● What you are asked to do:
Pull out every line of the records below that contains the word "white".

Stored entries

☆ ☆ ☆ ☆ ☆

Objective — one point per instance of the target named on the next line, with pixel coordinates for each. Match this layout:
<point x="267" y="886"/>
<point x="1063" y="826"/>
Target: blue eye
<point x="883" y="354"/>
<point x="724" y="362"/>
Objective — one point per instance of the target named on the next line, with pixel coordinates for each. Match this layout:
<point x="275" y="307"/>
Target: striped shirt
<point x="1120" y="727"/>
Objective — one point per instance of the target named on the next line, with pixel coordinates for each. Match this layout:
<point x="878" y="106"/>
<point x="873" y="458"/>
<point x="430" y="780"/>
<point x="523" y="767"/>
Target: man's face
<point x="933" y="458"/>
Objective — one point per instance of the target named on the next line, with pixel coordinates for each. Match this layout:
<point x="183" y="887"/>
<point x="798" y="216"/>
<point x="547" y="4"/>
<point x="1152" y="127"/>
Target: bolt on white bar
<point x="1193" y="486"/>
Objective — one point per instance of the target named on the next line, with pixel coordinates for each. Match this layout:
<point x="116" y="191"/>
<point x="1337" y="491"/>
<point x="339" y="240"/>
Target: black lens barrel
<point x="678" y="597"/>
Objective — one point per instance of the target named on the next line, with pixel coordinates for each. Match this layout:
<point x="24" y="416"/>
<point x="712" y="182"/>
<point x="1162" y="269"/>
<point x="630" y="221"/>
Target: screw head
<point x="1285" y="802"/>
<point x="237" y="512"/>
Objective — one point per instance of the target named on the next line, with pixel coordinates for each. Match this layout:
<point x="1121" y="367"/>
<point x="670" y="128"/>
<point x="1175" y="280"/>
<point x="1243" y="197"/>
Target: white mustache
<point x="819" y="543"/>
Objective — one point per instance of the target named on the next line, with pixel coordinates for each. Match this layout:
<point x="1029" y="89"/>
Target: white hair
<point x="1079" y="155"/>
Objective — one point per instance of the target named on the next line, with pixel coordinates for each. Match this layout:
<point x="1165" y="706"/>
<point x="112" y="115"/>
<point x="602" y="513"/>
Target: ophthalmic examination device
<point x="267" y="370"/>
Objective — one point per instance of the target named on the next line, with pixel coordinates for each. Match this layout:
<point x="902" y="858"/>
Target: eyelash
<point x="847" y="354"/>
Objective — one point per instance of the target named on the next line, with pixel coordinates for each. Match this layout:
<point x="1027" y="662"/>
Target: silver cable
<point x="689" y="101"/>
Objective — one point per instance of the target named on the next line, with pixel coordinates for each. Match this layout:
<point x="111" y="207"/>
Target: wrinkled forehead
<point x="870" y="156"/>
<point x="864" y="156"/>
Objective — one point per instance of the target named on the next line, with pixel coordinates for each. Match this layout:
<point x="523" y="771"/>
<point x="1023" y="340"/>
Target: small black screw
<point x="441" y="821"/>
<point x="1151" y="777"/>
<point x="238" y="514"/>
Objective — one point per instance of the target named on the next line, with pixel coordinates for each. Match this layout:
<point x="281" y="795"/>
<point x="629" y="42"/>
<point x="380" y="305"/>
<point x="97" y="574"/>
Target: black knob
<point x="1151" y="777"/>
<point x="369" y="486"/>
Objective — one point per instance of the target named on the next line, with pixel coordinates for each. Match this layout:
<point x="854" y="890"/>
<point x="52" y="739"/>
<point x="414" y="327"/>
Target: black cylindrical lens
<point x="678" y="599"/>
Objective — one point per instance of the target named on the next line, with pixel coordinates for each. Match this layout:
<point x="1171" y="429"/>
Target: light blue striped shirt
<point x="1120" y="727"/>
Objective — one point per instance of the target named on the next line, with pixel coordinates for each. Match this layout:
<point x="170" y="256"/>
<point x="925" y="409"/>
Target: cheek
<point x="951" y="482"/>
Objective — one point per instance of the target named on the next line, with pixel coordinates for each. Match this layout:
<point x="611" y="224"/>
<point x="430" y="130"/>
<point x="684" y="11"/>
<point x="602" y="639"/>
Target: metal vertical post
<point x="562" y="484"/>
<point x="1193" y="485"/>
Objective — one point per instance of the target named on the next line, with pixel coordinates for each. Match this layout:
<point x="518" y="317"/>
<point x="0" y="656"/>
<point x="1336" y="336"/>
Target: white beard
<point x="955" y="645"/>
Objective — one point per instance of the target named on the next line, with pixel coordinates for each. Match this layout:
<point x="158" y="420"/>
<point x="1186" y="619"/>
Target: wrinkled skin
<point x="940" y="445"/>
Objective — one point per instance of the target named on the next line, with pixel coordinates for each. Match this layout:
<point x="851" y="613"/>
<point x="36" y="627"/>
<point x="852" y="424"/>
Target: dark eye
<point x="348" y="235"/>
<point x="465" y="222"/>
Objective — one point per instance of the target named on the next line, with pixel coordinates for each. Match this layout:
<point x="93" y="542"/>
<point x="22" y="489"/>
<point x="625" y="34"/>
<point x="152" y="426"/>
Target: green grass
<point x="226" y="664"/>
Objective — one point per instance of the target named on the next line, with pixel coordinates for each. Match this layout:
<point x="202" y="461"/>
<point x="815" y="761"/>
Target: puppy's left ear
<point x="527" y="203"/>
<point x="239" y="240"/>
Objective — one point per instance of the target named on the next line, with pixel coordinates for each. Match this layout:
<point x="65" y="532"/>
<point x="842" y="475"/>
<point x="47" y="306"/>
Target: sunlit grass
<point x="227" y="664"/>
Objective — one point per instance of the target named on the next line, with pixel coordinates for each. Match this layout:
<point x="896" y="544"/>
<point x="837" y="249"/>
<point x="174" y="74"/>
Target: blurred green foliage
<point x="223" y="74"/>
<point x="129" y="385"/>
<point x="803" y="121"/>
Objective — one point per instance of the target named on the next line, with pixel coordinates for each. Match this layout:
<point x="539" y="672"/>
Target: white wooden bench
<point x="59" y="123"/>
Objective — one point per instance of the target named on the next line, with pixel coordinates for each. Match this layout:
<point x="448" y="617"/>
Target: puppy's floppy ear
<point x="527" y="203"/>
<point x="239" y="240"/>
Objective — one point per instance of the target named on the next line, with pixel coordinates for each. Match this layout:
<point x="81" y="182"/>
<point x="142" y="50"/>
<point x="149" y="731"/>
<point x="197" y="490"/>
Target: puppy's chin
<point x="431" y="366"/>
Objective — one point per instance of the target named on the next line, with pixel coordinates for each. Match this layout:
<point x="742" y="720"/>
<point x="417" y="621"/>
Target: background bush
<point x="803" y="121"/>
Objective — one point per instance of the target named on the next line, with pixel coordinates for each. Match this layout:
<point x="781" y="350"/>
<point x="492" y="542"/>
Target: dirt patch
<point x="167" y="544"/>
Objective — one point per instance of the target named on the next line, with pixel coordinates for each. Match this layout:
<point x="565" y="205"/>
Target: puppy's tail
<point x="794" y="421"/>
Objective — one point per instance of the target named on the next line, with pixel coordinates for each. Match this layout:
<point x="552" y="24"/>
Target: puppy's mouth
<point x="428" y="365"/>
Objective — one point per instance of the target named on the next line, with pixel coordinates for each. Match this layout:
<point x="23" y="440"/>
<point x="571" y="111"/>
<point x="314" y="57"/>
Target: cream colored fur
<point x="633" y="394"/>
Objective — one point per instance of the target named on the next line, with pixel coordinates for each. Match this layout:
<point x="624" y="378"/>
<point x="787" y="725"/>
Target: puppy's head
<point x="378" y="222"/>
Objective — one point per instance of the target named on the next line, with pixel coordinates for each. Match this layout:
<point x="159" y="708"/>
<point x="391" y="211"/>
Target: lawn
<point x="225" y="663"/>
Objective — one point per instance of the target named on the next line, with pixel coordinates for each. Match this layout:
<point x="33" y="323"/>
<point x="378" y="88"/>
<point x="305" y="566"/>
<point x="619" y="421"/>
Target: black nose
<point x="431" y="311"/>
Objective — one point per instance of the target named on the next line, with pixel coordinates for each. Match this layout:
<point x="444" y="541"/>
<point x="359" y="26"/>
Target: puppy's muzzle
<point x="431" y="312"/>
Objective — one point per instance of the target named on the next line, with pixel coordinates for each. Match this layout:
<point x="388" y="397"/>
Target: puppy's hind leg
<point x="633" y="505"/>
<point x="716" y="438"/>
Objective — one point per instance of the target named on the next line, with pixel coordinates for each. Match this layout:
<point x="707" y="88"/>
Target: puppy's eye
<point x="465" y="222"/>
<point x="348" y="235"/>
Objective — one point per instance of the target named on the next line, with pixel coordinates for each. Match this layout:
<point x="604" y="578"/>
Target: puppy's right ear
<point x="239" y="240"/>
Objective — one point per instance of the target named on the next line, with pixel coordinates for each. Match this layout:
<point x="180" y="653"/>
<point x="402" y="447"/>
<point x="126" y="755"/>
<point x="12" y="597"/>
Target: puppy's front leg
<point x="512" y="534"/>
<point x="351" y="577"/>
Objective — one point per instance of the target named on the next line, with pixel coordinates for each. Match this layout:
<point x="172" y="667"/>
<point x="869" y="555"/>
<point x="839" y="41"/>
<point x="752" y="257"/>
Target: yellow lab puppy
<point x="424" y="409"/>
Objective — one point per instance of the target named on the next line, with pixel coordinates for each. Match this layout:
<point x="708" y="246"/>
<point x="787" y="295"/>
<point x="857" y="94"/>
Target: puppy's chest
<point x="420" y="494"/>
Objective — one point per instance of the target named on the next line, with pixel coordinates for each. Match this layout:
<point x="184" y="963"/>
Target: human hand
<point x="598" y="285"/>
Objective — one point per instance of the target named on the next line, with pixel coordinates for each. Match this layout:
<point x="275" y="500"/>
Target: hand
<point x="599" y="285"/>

☆ ☆ ☆ ☆ ☆

● Task solution:
Target: bolt on white bar
Target: white mustache
Target: white hair
Target: white beard
Target: white wooden bench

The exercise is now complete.